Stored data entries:
*-*-*

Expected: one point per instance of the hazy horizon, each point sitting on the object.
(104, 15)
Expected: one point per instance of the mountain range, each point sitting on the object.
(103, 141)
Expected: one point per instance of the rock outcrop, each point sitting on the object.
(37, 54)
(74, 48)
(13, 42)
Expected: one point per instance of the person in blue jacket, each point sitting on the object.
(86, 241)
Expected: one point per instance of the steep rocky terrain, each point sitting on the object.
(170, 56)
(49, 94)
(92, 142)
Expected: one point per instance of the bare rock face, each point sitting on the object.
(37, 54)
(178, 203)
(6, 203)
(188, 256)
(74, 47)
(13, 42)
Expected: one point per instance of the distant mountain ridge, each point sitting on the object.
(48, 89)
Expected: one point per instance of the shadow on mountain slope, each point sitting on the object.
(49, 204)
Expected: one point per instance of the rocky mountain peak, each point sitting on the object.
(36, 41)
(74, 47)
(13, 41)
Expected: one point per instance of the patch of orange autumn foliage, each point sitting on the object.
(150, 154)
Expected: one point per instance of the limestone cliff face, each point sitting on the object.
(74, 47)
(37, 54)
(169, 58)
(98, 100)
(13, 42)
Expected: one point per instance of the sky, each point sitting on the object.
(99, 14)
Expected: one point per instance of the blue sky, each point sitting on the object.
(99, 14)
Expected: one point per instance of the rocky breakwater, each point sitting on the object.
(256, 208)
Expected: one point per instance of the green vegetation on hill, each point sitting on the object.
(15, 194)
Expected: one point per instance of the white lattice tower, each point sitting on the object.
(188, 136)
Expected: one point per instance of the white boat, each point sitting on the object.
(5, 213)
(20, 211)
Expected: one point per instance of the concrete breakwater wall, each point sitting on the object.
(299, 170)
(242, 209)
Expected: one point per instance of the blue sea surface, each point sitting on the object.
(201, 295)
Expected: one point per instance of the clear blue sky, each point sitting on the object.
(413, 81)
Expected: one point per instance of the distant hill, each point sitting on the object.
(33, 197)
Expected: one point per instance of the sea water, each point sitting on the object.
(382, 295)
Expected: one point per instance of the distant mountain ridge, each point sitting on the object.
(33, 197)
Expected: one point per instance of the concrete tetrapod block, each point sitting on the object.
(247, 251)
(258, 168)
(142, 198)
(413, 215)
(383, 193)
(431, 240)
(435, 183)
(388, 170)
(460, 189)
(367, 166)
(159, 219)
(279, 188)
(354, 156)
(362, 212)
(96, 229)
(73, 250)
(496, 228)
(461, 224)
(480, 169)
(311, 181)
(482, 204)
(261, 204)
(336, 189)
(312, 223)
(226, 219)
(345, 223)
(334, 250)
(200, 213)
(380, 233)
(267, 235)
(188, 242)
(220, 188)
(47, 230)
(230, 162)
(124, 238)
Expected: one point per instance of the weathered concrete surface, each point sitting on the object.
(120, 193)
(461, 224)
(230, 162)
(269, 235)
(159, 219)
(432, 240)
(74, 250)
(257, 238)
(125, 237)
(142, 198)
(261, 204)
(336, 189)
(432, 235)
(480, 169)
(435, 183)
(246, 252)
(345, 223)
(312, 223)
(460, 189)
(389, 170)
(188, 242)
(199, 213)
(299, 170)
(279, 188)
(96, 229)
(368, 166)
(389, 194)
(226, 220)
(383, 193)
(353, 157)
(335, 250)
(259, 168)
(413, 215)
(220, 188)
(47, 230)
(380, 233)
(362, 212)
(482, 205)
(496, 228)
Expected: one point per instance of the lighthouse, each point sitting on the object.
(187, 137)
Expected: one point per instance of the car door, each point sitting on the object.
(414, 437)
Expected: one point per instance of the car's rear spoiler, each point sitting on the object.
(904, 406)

*-*-*

What to work on: Each entry shown above should be copied out exactly.

Written response:
Expected: one point per instance of the hazy horizon, each point sitting on the object.
(104, 15)
Expected: one point per instance of the mountain range, each point sitting on the object.
(103, 141)
Expected: one point per instance of the rock outcrop, each point sitting on the object.
(37, 54)
(74, 48)
(13, 42)
Expected: one point per instance of the person in blue jacket, each point sitting on the object.
(86, 241)
Expected: one point per instance of the steep rocky terrain, each point sitting on the object.
(170, 56)
(49, 94)
(92, 142)
Expected: one point per instance of the bare rock face, each point sitting on the object.
(37, 54)
(178, 203)
(6, 203)
(188, 256)
(74, 47)
(13, 42)
Expected: one point per instance of the distant mountain ridge, each point sitting on the object.
(48, 89)
Expected: one point per instance of the shadow on mountain slope, each point sitting on the object.
(49, 204)
Expected: one point per instance of the rocky mountain peak, each point sitting on the object.
(36, 41)
(74, 47)
(13, 41)
Expected: one point per instance of the patch of orange autumn foliage, each point sitting on the object.
(150, 154)
Expected: one point per instance of the limestone cliff face, each point sitting on the object.
(74, 47)
(37, 54)
(169, 58)
(98, 100)
(13, 42)
Expected: one point per instance of the sky, each point sitting on the object.
(99, 14)
Expected: one point per instance of the blue sky, each point sitting on the object.
(99, 14)
Expected: one point per instance of the rocky breakwater, each point sitting on the object.
(256, 208)
Expected: one point per instance of the green vegetation on hill, each point sitting on the object.
(15, 194)
Expected: one point per instance of the white lattice tower, each point sitting on the object.
(188, 136)
Expected: one point per instance of the white boat, each point sitting on the object.
(5, 213)
(20, 211)
Expected: one point per instance of the concrete breakwater wall, each point sitting on the object.
(299, 170)
(242, 209)
Expected: one point per instance of the blue sea surface, each point sitting on the object.
(201, 295)
Expected: one point per instance of the clear blue sky, each point sitting on the object.
(413, 81)
Expected: one point per instance of the distant hill, each point sitting on the object.
(33, 197)
Expected: one point per instance of the sea water, each point sitting on the object.
(382, 295)
Expected: one point per instance of the distant mountain ridge, each point sitting on the object.
(33, 197)
Expected: one point per instance of the concrete tetrapod block, each point sitting on the object.
(247, 251)
(258, 168)
(142, 198)
(413, 215)
(383, 193)
(431, 240)
(435, 183)
(388, 170)
(460, 189)
(367, 166)
(159, 219)
(279, 188)
(354, 156)
(362, 212)
(96, 229)
(73, 250)
(496, 228)
(461, 224)
(480, 169)
(311, 181)
(482, 204)
(261, 204)
(336, 189)
(312, 223)
(226, 219)
(345, 223)
(334, 250)
(200, 213)
(380, 233)
(267, 235)
(188, 242)
(220, 188)
(47, 230)
(230, 162)
(124, 238)
Expected: one point per instance of the weathered concrete surface, each point sitting on the object.
(120, 193)
(461, 224)
(230, 162)
(269, 235)
(159, 219)
(432, 240)
(74, 250)
(257, 238)
(125, 237)
(142, 198)
(261, 204)
(336, 189)
(432, 235)
(480, 169)
(435, 183)
(246, 252)
(345, 223)
(312, 223)
(460, 189)
(389, 170)
(188, 242)
(199, 213)
(299, 170)
(279, 188)
(96, 229)
(368, 166)
(389, 194)
(226, 220)
(383, 193)
(353, 157)
(335, 250)
(259, 168)
(413, 215)
(220, 188)
(47, 230)
(380, 233)
(362, 212)
(482, 205)
(496, 228)
Expected: one point per instance of the lighthouse, each point sitting on the object.
(187, 137)
Expected: one point per instance of the car door, each point sitting on the object.
(414, 437)
Expected: one point per instance of the car's rear spoiler, each point sitting on the object.
(904, 406)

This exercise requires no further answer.